#### [Task statement]
Report each line of the material below that contains the word "tire", copying every such line in full.

#### [Records from a point labeling set]
------

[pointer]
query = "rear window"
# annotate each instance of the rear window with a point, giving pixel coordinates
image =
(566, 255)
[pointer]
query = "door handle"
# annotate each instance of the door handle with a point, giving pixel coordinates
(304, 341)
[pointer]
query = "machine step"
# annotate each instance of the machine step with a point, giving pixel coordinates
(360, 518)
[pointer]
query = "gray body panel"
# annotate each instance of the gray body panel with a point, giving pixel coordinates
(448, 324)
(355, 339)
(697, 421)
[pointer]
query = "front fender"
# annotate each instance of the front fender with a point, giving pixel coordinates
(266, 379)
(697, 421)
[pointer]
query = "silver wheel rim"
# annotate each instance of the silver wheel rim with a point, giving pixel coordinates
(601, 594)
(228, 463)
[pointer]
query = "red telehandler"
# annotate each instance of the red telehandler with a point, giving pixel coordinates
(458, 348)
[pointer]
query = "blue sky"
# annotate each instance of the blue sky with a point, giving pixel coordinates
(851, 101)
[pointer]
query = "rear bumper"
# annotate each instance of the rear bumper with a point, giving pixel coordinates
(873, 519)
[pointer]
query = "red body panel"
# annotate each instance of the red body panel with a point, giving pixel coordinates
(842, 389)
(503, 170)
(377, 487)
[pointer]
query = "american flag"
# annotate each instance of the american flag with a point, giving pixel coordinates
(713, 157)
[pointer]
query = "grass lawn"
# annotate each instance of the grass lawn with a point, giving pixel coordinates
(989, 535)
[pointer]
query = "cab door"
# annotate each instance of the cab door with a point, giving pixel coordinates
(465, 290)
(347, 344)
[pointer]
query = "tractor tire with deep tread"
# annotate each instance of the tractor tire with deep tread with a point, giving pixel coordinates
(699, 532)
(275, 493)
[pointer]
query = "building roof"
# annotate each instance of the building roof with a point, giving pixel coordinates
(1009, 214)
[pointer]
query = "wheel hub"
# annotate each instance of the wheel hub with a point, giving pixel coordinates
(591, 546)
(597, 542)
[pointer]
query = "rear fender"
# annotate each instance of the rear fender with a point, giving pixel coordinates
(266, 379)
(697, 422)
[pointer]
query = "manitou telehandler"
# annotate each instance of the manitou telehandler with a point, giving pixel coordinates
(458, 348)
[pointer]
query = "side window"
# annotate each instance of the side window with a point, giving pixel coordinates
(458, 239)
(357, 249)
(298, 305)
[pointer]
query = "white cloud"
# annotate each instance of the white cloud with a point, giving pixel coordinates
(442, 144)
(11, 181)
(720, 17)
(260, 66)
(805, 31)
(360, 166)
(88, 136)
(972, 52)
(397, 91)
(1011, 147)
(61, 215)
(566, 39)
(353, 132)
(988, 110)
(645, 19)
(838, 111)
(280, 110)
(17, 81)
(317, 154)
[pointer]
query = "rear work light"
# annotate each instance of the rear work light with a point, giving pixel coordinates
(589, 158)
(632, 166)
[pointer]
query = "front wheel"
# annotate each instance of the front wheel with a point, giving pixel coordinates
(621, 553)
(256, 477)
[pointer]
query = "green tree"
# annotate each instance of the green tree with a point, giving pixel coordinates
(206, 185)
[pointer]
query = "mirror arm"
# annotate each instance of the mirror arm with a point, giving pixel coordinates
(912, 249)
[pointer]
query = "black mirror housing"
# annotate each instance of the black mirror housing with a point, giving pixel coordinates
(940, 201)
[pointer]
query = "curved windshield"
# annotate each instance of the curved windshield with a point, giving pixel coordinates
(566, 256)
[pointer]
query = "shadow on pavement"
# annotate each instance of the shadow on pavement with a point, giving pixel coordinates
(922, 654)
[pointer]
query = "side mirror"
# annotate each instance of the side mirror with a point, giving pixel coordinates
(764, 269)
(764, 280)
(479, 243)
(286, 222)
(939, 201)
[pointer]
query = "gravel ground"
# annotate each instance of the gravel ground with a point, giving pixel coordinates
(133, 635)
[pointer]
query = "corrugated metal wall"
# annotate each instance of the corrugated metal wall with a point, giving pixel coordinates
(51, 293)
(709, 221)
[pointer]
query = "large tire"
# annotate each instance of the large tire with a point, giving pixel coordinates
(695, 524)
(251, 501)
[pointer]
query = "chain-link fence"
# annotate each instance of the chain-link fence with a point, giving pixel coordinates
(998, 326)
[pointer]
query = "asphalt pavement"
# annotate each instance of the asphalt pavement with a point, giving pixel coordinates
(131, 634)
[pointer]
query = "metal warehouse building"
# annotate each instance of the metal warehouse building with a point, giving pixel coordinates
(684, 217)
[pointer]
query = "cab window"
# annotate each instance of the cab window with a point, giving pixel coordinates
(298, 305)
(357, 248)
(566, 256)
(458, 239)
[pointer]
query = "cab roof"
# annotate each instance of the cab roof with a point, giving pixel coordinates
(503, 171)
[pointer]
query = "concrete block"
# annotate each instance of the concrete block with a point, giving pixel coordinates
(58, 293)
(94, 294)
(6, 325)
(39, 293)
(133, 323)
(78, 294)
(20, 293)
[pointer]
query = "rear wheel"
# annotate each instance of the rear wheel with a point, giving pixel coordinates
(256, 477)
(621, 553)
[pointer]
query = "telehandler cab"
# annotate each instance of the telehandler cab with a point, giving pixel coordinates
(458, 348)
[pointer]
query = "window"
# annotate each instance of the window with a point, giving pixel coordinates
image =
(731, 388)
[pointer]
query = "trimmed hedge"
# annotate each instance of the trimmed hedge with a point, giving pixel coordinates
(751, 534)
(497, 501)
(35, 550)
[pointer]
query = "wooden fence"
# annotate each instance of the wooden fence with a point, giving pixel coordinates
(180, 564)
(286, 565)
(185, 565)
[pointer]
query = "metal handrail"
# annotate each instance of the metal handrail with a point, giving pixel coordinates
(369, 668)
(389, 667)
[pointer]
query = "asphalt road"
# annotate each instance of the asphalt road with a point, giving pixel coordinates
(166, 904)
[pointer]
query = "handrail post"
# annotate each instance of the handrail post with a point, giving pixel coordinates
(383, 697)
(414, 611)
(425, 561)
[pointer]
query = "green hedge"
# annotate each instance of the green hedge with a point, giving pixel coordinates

------

#### [Solution]
query = "tractor tire with deep tread"
# annotate each instance of the tractor tire with deep tread with a point, giving pixel coordinates
query = "large tire"
# annotate each instance of the large tire with a point, giving pixel coordinates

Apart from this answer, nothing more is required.